(Stored dataset items)
------------------------------------------------------------

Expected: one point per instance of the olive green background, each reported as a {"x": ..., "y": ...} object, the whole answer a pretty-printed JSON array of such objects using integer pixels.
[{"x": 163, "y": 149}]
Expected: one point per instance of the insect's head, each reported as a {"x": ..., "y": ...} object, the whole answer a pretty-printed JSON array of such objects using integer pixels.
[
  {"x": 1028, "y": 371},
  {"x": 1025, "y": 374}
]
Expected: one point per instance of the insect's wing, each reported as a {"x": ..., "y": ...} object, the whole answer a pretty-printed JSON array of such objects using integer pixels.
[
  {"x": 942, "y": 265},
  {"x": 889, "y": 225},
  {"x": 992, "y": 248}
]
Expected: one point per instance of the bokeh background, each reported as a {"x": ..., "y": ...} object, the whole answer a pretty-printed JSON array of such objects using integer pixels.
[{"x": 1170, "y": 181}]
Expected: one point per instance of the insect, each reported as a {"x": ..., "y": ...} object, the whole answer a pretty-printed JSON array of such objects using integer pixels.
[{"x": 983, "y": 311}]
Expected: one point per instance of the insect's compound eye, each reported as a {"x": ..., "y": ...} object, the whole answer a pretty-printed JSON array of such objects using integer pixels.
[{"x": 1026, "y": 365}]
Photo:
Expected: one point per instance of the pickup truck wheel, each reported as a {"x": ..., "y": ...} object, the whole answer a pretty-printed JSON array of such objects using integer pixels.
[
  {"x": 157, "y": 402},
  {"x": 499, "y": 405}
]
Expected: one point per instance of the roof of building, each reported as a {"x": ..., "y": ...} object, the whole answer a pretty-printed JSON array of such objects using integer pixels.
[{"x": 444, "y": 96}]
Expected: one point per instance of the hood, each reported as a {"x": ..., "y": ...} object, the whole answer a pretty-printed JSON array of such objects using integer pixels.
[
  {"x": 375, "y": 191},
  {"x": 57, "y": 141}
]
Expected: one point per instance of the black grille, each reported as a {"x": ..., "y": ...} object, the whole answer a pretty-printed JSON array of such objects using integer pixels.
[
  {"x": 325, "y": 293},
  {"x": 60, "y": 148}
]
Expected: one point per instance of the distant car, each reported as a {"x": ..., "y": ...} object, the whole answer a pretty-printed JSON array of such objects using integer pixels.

------------------------------------------------------------

YOUR OBJECTIVE> Write out every entry once more, precisely as it stands.

WORKED SOLUTION>
Expected: one point per instance of the olive green background, each reported as a {"x": ..., "y": ...} object, the whole answer a pretty-printed JSON array of such objects using integer pixels.
[{"x": 163, "y": 149}]
Expected: one point per instance of the insect's head, each reported as a {"x": ..., "y": ...} object, the whole answer a pretty-printed JSON array of such objects using integer pixels.
[
  {"x": 1028, "y": 371},
  {"x": 1025, "y": 374}
]
Expected: one point per instance of the insect's wing, each reported as a {"x": ..., "y": ...} object, the whole answer a pretty-printed JSON array of such objects using integer pixels.
[
  {"x": 942, "y": 265},
  {"x": 889, "y": 225},
  {"x": 992, "y": 248}
]
Expected: one point per instance of the bokeh background, each reported as a {"x": ..., "y": ...} object, the whole answer a pretty-printed JSON array of such objects using integer pixels.
[{"x": 1170, "y": 181}]
Expected: one point per instance of the insect, each reported as a {"x": ..., "y": ...} object, the whole answer a pretty-printed JSON array of such objects using integer pixels.
[{"x": 983, "y": 311}]
Expected: one point per instance of the insect's compound eye, each reported as a {"x": ..., "y": ...} object, the whole answer a pretty-printed JSON array of such objects using integer pixels.
[{"x": 1026, "y": 365}]
Photo:
Expected: one point per instance of the pickup truck wheel, each reported as a {"x": ..., "y": ...} object, the whole answer a pretty-printed JSON array of such objects using integer pixels.
[
  {"x": 157, "y": 402},
  {"x": 499, "y": 405}
]
Expected: one point per instance of the roof of building, each reported as a {"x": ..., "y": ...} object, the whole answer a pretty-printed JSON array of such objects using integer pixels.
[{"x": 444, "y": 96}]
Expected: one point per instance of the hood, each reported as a {"x": ..., "y": ...} object, the whole answer a pretty-printed JSON array of such objects using integer pixels.
[
  {"x": 375, "y": 191},
  {"x": 57, "y": 141}
]
Expected: one point per instance of the black grille, each reported as a {"x": ..., "y": ...} object, the whole answer a pretty-printed JSON array of such objects using integer pixels.
[
  {"x": 325, "y": 293},
  {"x": 60, "y": 148}
]
Expected: one point per instance of the distant car, each reported as a {"x": ..., "y": ...} object, the whole answer a pretty-printed JSON array of such objects using integer pixels.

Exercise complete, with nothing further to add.